* [Alıntı Metin]:
* * * * * * * * *

Cinsiyetsizlik kavramıyla ortaya atılan ayrı bir tehlike çanları çalıyor. Kadın-erkek ayrımını ortadan kaldırma. Bunu kadın erkek eşitliğiyle karıştırmayın. Bu tek tip insan ortaya çıkarma eylemidir. Bunu giyimde, davranışlarda, yaşayışta hatta cinsel tercihte oluşturmaya çalışıyorlar. Hatta çocukların oyuncak tercihlerinde bile. Kız - oğlan, gelin- damat, karı - koca, anne- baba kavramınız olmasın istiyorlar. İş kadını, iş adamı kavramlarını iş insanı olarak değiştirdikleri gibi. Kadın ya da erkek olmanın bu kavramlarla anılmanın yanlış ve aşağılayıcı olduğu algısını yaratmak. Bu ayrımın kaldırılması oldukça tehlikelidir, sonu biseksüelliktir. (Yani her iki cinsle de ilişki kurmak.)

* * * * * * * * *

* [Verilen Kayıtlar]:
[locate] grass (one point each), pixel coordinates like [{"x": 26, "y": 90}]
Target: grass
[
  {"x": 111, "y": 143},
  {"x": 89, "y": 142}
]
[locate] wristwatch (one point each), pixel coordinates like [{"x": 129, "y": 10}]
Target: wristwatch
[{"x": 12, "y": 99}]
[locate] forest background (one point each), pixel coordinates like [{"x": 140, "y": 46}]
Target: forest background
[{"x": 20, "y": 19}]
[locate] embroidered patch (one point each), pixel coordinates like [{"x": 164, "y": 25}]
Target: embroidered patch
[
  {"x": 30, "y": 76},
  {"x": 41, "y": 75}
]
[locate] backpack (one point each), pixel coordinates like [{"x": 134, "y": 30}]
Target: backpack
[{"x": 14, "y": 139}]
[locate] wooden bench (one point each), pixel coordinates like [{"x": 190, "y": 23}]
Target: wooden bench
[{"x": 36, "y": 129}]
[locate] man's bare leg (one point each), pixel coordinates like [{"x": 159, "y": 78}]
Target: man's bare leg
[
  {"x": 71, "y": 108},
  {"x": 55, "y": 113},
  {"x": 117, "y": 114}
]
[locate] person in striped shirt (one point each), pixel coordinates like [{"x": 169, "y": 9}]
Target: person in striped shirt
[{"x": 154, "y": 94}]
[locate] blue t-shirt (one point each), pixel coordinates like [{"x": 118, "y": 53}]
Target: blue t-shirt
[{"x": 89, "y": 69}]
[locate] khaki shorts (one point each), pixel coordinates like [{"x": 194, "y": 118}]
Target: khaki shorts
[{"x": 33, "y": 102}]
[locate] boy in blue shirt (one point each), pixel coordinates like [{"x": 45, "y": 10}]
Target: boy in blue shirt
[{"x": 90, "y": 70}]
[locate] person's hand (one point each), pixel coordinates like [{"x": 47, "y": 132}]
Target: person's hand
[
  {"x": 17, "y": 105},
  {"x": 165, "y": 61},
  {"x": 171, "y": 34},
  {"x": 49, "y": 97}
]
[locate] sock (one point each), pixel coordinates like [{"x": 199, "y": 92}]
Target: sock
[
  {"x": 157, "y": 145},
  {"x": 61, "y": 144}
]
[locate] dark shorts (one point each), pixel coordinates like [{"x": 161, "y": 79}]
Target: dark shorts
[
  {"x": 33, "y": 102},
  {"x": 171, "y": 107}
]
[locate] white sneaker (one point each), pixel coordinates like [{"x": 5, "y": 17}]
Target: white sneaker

* * * * * * * * *

* [Yapılacaklar]:
A. Alıntı metne göre iş kadını ve iş adamı kavramları hangi kavramla değiştirilmiştir?
B. Kayıtlarda "[locate] blue t-shirt" ifadesini içeren satırdan başlayıp kayıtların son satırına kadar bütün satırları, iki uç da dahil olmak üzere, aynen tekrar yazın.

* [Görev Yanıtları]:
A. İş insanı kavramıyla.

B.
[locate] blue t-shirt (one point each), pixel coordinates like [{"x": 118, "y": 53}]
Target: blue t-shirt
[{"x": 89, "y": 69}]
[locate] khaki shorts (one point each), pixel coordinates like [{"x": 194, "y": 118}]
Target: khaki shorts
[{"x": 33, "y": 102}]
[locate] boy in blue shirt (one point each), pixel coordinates like [{"x": 45, "y": 10}]
Target: boy in blue shirt
[{"x": 90, "y": 70}]
[locate] person's hand (one point each), pixel coordinates like [{"x": 47, "y": 132}]
Target: person's hand
[
  {"x": 17, "y": 105},
  {"x": 165, "y": 61},
  {"x": 171, "y": 34},
  {"x": 49, "y": 97}
]
[locate] sock (one point each), pixel coordinates like [{"x": 199, "y": 92}]
Target: sock
[
  {"x": 157, "y": 145},
  {"x": 61, "y": 144}
]
[locate] dark shorts (one point each), pixel coordinates like [{"x": 161, "y": 79}]
Target: dark shorts
[
  {"x": 33, "y": 102},
  {"x": 171, "y": 107}
]
[locate] white sneaker (one point each), pixel coordinates like [{"x": 5, "y": 17}]
Target: white sneaker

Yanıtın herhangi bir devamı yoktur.